Please return all lines in the listing holding the word "power".

★ ★ ★ ★ ★ ★ ★

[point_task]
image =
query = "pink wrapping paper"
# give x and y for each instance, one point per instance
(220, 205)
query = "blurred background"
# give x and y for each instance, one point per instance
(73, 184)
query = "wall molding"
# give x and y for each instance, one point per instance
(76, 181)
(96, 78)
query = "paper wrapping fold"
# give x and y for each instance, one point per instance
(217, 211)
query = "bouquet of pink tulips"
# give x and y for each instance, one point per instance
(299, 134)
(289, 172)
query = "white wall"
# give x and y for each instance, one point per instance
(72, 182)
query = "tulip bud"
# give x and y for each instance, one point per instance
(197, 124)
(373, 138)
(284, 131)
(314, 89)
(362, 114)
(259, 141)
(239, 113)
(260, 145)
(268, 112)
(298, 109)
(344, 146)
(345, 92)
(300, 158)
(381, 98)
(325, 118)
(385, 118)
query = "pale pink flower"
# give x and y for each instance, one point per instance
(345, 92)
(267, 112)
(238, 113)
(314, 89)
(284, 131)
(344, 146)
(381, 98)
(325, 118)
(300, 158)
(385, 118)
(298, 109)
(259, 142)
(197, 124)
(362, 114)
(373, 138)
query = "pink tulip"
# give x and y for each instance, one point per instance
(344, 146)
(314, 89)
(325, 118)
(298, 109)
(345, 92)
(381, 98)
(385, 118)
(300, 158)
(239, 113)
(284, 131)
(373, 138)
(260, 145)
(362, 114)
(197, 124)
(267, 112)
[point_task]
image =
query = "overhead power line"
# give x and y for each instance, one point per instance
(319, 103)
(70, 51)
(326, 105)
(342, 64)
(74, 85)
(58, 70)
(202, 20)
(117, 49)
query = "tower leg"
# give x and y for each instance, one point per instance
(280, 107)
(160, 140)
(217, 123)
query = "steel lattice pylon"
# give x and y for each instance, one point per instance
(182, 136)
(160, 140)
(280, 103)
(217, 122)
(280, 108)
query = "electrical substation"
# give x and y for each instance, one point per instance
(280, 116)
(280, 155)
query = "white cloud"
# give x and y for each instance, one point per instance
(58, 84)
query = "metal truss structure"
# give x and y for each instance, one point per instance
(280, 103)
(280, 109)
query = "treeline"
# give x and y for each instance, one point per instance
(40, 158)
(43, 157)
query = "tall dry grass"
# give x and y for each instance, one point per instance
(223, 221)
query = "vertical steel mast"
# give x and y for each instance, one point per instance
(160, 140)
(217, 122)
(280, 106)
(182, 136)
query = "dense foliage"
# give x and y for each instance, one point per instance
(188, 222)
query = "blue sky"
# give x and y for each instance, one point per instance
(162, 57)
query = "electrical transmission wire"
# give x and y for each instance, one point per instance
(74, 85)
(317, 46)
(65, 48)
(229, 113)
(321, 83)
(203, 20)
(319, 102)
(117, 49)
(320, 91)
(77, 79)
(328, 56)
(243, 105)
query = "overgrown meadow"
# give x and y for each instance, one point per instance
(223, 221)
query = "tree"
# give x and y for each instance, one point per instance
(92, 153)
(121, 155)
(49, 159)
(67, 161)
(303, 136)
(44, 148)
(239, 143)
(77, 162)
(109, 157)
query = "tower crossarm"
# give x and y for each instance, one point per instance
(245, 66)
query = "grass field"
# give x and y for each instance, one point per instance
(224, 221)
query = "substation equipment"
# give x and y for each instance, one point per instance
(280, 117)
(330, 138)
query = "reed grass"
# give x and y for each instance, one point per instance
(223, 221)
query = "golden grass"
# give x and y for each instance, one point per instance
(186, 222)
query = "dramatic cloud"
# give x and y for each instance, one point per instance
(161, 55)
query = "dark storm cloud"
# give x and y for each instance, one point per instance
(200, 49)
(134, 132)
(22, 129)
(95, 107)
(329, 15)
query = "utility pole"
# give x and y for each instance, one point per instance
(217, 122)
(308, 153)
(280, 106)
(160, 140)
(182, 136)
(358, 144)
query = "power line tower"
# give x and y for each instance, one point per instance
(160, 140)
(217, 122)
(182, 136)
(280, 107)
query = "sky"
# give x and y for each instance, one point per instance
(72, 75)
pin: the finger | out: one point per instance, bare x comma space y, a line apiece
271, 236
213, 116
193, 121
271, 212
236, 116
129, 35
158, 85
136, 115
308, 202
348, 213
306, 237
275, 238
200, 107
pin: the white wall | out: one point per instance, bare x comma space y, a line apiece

★ ★ ★ ★ ★ ★ ★

## Exercise response
query = "overhead power line"
query = "power line tower"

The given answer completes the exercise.